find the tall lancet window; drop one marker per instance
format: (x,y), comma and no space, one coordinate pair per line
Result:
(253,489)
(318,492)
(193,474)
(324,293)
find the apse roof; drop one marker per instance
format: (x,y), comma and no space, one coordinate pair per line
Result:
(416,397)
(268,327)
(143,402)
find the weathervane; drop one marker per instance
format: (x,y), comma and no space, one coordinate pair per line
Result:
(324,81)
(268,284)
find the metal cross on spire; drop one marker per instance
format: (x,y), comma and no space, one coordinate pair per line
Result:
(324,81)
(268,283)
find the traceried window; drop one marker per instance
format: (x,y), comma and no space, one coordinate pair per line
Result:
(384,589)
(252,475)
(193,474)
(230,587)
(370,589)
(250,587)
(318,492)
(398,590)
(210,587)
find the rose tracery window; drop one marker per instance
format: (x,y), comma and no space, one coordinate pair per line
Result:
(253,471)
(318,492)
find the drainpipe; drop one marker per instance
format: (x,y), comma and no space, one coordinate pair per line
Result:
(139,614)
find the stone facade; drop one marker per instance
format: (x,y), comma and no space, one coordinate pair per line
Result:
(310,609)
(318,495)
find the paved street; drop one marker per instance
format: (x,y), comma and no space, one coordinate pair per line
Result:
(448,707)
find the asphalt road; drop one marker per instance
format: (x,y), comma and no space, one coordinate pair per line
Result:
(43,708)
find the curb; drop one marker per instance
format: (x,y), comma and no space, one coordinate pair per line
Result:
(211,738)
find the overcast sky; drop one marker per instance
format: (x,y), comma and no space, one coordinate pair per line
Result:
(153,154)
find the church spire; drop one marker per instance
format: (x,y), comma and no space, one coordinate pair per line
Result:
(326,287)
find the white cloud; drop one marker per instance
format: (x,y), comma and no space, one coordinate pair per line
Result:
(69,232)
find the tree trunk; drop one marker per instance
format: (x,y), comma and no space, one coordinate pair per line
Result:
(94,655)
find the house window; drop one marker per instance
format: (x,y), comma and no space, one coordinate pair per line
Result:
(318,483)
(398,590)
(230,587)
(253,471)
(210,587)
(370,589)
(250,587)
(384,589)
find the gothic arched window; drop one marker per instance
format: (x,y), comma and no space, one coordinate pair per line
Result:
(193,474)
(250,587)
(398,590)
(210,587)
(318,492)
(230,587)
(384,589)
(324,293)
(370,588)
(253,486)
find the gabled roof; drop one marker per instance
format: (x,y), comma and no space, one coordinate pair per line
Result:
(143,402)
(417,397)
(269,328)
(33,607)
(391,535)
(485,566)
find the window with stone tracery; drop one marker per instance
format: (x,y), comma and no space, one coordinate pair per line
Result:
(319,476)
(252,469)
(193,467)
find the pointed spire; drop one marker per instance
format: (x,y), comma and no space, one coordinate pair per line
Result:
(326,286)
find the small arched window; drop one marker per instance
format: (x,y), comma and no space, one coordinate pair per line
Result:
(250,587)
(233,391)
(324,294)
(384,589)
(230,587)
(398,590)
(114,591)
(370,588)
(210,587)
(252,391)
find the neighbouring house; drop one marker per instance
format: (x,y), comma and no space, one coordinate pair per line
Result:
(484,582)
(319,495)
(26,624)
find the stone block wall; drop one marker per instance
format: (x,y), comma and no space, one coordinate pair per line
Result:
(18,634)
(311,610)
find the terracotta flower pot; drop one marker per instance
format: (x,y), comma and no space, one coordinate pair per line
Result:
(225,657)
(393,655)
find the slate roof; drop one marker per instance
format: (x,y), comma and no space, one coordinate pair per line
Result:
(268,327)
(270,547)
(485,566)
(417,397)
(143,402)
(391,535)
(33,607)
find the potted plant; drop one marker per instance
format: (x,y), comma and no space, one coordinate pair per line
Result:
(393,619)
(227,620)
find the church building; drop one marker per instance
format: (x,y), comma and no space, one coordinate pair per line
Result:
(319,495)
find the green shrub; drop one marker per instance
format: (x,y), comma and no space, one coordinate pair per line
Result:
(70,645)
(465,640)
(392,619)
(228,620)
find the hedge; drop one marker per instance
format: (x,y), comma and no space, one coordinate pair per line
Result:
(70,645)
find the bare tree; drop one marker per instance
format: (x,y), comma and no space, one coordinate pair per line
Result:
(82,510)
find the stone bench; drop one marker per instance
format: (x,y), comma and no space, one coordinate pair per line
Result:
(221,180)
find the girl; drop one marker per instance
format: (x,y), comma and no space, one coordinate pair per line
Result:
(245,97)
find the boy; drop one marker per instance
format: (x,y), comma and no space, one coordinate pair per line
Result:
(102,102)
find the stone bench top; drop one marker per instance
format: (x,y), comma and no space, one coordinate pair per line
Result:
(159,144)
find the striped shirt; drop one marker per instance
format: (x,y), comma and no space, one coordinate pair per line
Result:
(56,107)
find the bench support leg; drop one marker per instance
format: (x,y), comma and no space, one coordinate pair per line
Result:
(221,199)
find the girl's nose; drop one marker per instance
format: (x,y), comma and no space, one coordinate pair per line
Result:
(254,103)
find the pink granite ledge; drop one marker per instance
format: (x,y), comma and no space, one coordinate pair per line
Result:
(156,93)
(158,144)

========================================================================

Some lines of the material above contain the string "arched". Please state how many, giving the number alone.

2